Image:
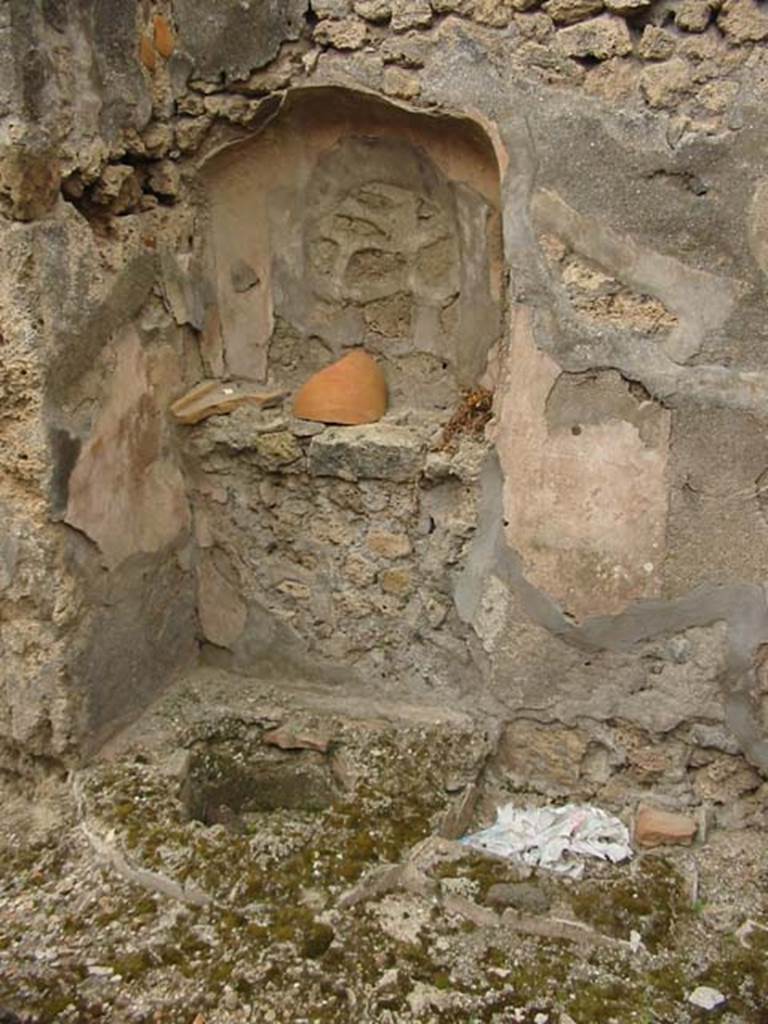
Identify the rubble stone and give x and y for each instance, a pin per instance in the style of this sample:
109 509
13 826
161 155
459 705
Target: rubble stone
601 38
743 22
376 452
568 11
664 85
346 34
656 827
411 14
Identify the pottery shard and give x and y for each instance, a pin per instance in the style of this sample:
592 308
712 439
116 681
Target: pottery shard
288 739
351 391
654 827
216 398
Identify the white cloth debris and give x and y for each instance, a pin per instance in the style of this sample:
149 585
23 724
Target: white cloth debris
554 838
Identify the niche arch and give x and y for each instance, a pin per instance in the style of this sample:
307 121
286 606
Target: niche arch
350 220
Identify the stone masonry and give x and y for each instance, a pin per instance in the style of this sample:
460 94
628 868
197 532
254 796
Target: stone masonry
564 204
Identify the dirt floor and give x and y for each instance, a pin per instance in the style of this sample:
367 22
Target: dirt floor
244 854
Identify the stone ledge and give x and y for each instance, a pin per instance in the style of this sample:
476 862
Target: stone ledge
374 452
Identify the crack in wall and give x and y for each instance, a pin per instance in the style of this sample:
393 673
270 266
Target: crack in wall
741 606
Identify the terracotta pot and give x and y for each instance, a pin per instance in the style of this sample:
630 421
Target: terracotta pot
350 391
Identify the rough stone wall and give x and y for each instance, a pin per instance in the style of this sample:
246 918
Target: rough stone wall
570 209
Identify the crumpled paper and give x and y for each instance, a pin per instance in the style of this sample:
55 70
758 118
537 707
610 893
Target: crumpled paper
554 838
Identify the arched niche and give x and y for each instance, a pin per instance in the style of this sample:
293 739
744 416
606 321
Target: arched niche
349 220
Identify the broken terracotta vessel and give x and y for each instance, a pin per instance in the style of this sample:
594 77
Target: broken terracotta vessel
350 391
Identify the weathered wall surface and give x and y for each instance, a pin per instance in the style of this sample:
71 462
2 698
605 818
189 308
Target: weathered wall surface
565 202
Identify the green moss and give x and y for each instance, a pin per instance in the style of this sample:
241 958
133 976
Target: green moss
650 901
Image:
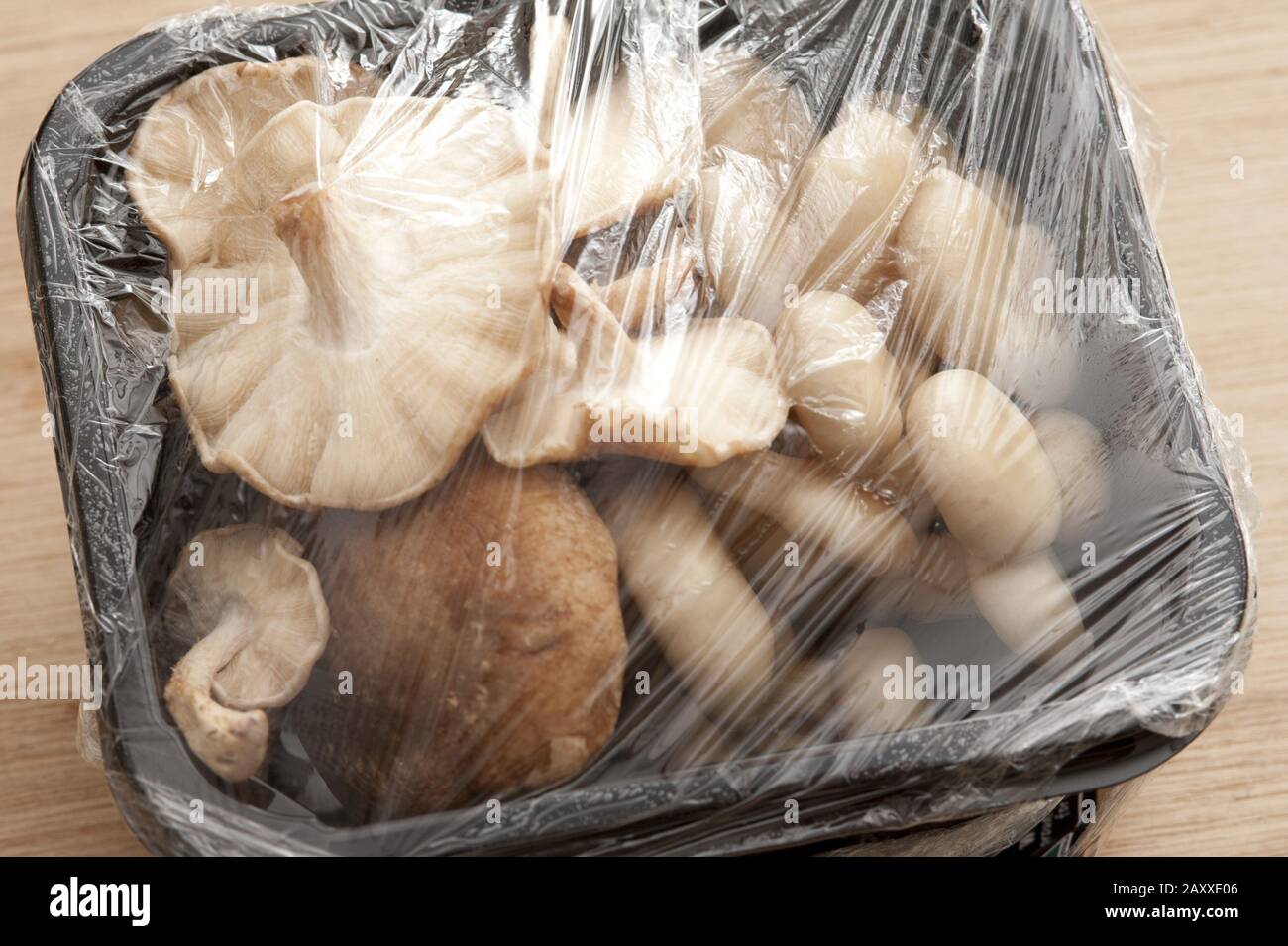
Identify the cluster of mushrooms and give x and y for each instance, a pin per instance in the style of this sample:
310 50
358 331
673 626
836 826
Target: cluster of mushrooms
425 374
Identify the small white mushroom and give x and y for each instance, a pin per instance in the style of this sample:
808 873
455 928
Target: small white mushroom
984 467
842 382
1081 464
859 681
938 587
256 610
695 396
697 602
815 507
1028 602
854 187
971 287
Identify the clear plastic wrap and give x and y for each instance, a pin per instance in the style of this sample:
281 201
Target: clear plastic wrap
652 426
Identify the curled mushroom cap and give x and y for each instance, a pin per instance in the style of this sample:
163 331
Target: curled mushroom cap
694 396
256 611
411 231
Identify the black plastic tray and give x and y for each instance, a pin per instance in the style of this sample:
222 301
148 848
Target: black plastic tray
112 441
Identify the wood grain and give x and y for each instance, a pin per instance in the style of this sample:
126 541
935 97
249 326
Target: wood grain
1216 78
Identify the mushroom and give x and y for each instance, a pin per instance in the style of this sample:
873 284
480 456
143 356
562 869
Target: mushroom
643 297
179 156
758 130
1029 605
971 289
1081 464
755 253
859 683
629 146
254 610
482 630
697 604
412 226
815 506
854 187
984 467
842 382
938 587
696 396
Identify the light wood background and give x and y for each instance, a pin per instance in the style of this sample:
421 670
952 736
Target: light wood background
1218 78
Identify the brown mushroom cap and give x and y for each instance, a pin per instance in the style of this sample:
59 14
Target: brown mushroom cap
254 613
406 235
480 670
694 396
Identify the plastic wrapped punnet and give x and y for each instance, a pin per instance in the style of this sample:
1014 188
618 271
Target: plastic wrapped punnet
645 426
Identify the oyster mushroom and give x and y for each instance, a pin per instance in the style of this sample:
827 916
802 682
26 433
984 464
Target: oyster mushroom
971 291
1081 464
1029 605
254 609
482 630
412 228
758 130
694 396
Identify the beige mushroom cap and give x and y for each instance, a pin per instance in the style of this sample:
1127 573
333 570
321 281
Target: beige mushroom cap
254 613
695 396
176 172
412 231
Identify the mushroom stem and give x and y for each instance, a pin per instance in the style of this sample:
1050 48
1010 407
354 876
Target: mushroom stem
233 743
330 258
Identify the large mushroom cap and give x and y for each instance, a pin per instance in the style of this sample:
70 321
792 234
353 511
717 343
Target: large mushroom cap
406 235
695 396
254 613
179 158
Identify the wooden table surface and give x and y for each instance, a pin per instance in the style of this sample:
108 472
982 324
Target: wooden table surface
1216 76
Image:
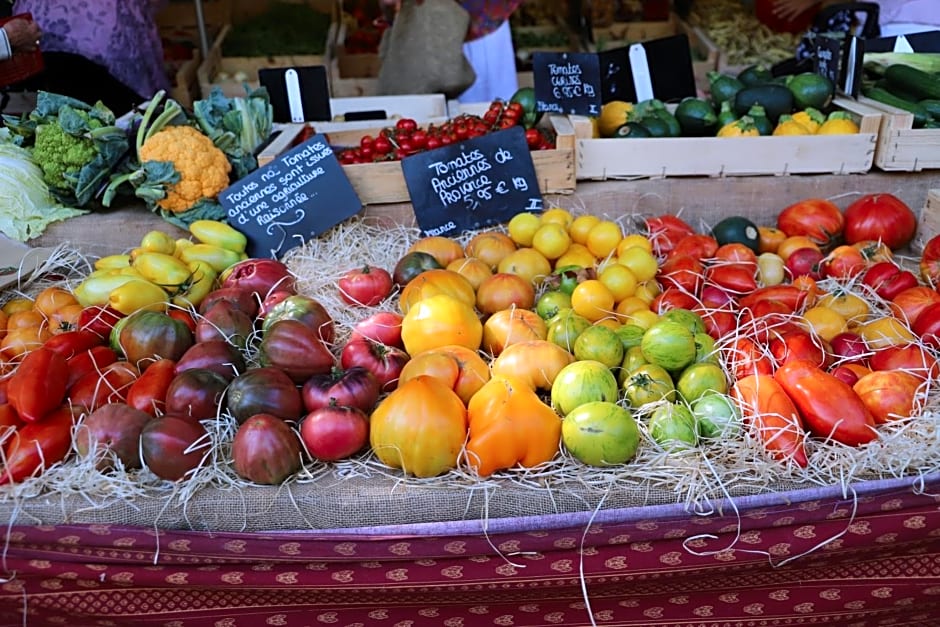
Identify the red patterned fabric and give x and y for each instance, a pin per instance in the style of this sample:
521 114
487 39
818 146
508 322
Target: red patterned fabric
803 558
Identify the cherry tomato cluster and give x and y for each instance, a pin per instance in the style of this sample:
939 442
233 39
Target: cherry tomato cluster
408 138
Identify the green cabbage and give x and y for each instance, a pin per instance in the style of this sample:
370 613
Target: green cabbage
26 205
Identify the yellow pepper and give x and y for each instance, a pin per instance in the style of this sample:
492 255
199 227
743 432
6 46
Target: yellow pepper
137 294
838 123
509 425
219 234
202 281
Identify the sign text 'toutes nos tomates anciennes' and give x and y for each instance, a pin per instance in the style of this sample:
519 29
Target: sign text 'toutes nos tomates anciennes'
300 194
472 184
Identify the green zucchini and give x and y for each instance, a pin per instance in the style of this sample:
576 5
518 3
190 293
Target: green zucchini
886 97
776 100
932 106
910 79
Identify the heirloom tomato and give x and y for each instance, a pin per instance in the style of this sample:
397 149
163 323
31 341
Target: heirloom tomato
420 428
818 219
265 390
384 362
882 217
830 407
367 286
888 394
438 321
266 450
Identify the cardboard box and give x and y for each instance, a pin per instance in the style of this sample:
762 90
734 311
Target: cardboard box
727 156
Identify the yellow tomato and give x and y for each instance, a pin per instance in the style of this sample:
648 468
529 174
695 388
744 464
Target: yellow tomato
647 291
620 280
641 262
884 332
552 240
592 300
852 307
576 255
604 238
557 215
439 321
528 263
826 323
522 227
634 240
581 226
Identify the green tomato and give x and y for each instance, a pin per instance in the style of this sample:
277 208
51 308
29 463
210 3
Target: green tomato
648 383
551 303
600 344
716 416
701 378
600 433
581 382
669 344
672 426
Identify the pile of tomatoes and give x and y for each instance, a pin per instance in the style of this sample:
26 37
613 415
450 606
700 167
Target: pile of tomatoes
408 138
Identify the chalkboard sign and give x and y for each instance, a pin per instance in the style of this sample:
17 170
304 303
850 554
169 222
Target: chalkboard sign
567 82
659 68
473 184
302 193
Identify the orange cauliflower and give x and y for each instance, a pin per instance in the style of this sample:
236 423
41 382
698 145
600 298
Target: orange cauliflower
203 168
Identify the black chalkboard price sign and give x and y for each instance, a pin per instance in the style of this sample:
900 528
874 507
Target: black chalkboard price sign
302 193
567 82
473 184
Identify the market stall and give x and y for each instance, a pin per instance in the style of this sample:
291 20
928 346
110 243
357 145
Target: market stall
706 521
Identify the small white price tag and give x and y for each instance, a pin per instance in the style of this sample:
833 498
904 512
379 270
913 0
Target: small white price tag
640 68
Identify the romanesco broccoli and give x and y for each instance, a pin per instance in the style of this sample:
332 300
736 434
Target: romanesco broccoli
59 153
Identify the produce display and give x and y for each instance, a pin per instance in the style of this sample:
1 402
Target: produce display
562 342
750 104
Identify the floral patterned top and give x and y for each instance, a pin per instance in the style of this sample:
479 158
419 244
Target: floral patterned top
120 35
487 15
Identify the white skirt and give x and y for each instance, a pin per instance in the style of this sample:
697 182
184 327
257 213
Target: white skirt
494 61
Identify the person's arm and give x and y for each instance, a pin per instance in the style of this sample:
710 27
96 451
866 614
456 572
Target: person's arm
19 35
789 9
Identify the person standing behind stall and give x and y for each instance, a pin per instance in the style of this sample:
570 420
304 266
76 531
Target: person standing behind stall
108 50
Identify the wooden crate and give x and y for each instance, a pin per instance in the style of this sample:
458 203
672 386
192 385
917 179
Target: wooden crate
726 156
901 147
379 183
220 71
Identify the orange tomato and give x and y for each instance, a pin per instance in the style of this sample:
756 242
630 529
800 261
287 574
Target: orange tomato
490 246
51 299
444 249
432 282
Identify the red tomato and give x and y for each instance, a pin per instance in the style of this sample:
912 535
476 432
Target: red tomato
385 362
930 262
816 218
927 325
909 304
843 262
696 245
743 357
799 345
888 394
830 407
665 231
682 272
880 217
912 358
888 280
367 286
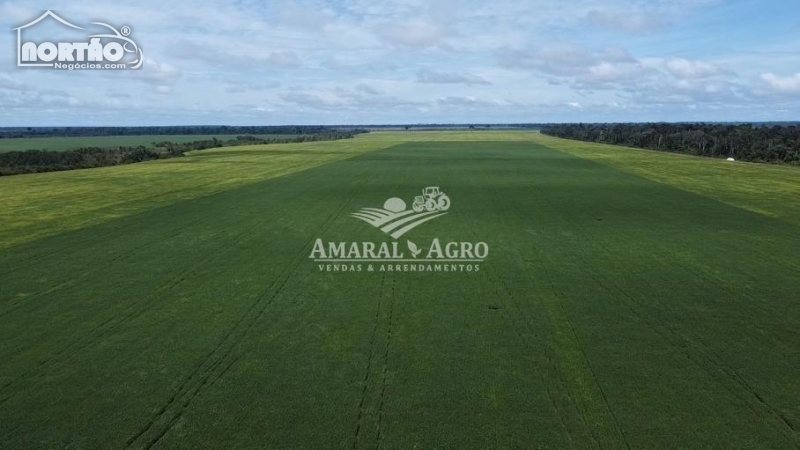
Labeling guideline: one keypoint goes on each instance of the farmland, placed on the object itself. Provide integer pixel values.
(630, 299)
(72, 143)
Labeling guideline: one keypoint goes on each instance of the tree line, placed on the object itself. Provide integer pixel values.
(35, 161)
(746, 142)
(24, 132)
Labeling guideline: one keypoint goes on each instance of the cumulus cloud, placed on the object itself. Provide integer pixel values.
(683, 68)
(783, 85)
(412, 34)
(434, 77)
(631, 21)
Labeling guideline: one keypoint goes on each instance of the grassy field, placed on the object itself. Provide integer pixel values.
(71, 143)
(631, 299)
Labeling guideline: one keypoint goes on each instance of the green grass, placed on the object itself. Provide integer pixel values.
(618, 308)
(72, 143)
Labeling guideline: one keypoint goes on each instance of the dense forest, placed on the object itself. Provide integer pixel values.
(171, 130)
(34, 161)
(746, 142)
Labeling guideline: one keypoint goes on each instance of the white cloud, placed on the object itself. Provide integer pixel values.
(433, 77)
(783, 85)
(683, 68)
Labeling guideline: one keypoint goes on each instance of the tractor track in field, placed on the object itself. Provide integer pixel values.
(510, 300)
(385, 371)
(173, 409)
(582, 407)
(134, 310)
(693, 348)
(130, 313)
(367, 371)
(88, 273)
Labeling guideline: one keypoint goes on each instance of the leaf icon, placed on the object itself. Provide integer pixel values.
(413, 248)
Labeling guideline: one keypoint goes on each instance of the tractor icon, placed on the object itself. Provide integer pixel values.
(431, 200)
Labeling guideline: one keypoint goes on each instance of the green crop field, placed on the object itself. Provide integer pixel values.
(629, 299)
(72, 143)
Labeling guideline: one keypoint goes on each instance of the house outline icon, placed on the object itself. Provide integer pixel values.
(19, 29)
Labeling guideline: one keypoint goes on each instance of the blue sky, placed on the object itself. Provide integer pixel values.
(419, 61)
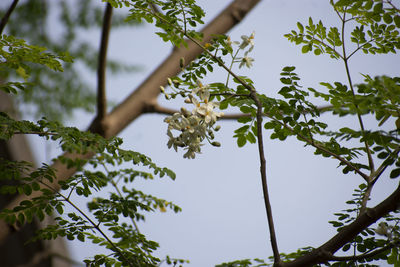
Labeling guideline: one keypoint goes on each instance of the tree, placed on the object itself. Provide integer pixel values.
(293, 114)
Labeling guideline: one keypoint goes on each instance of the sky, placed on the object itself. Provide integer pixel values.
(223, 217)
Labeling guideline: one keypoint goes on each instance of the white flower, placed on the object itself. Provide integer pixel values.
(248, 61)
(247, 40)
(202, 90)
(207, 111)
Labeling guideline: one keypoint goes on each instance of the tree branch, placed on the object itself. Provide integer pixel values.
(346, 64)
(366, 255)
(102, 64)
(348, 233)
(134, 105)
(267, 202)
(6, 16)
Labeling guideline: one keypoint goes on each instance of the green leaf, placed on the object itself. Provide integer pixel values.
(27, 189)
(395, 173)
(241, 141)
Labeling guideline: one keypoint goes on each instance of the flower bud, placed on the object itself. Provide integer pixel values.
(170, 82)
(215, 143)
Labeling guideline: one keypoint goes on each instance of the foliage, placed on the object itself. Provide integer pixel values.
(369, 153)
(53, 94)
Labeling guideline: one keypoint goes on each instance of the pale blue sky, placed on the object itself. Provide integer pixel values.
(223, 216)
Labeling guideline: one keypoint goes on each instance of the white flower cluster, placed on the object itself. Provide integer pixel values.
(195, 126)
(247, 41)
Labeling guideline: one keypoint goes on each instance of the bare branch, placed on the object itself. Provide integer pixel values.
(366, 255)
(6, 16)
(134, 105)
(102, 64)
(267, 202)
(346, 64)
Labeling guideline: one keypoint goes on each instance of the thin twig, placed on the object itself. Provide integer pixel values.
(345, 60)
(102, 64)
(267, 202)
(253, 95)
(366, 255)
(6, 16)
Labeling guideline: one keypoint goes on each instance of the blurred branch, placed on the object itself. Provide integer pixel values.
(6, 16)
(134, 105)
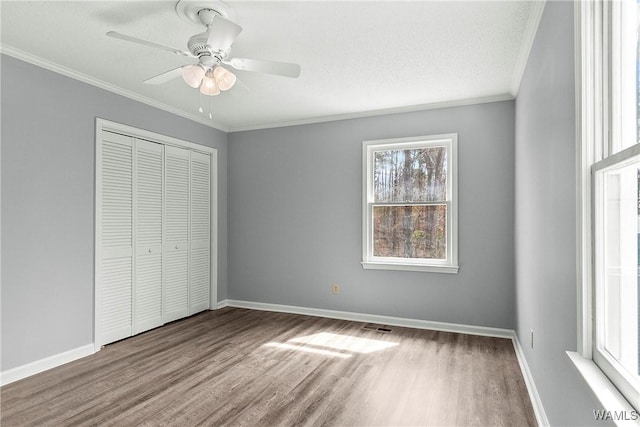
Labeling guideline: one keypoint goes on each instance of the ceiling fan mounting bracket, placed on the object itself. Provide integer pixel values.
(190, 10)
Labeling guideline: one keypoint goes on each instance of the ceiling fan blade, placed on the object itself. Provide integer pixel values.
(222, 33)
(121, 36)
(164, 77)
(285, 69)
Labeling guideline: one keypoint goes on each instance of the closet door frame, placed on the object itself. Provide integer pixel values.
(129, 131)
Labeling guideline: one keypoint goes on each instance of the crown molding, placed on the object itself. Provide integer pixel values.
(527, 44)
(374, 113)
(68, 72)
(52, 66)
------------------------------------
* [TASK DIRECTIONS]
Copy verbatim the span that opens at the line with "tree branch, placed" and closes at the final line of the listing. Do not carry over any pictures.

* [ANSWER TO THIS TASK]
Labeling guideline: one keypoint goes on each instance of the tree branch, placed on the object itself. Provide integer pixel values.
(346, 64)
(366, 255)
(102, 64)
(348, 233)
(134, 105)
(267, 202)
(6, 16)
Labeling guideline: one keypoint goes on each instance of the green leaf, placed on the object itself. Provide integer pixel values.
(27, 189)
(395, 173)
(241, 141)
Labeling guideline: one keypoint goes on each instance of the flower bud, placed on the object itself. Provide integer pixel values.
(170, 82)
(215, 143)
Labeling guideline: one keypoint goes on each instance of the foliage, placed on the object itself. Provide integer pixel values.
(369, 153)
(53, 94)
Labeling guideline: one keypoint goes on each instance of the pale blue sky, placed on the object itself. Provide integer pixel values.
(223, 216)
Labeling guideline: one keypoint goes on each instance of the white flower cluster, placed on the object itself. Provide integer pixel values.
(195, 126)
(247, 41)
Labeling guideline: one keypoint goes on each instance of the bare branch, placed on the object itself. Provide integer pixel values.
(366, 255)
(6, 16)
(134, 105)
(102, 64)
(267, 202)
(346, 64)
Labeling guideline: one keypoint goes on each instance of the thin twig, placed on the object itself. Provide integer pixel values.
(345, 60)
(102, 64)
(267, 202)
(253, 95)
(366, 255)
(6, 16)
Labeling guideline: one keypoint goes on each instance of the blurred branch, placed on the object itself. Provide integer pixel values.
(6, 16)
(134, 105)
Labeling guideline: one keypoint goes on each instance of the ceiling fan mounting bracket, placed on the object itself. Provide integer pixel values.
(190, 10)
Labeling guideline: one keypoint goes on each instance of the ceiling fan blade, placed on the object itself. Provide integer pixel values.
(222, 33)
(121, 36)
(164, 77)
(285, 69)
Labeling guideline: one keypoint goes on each instance of the closet door frame, placed on the object itself. Provide integer pixel values.
(129, 131)
Labeling guideline: one keypoint goes on each instance of the crown molding, placed on the object itself. Provide integer pixel values.
(527, 44)
(374, 113)
(68, 72)
(52, 66)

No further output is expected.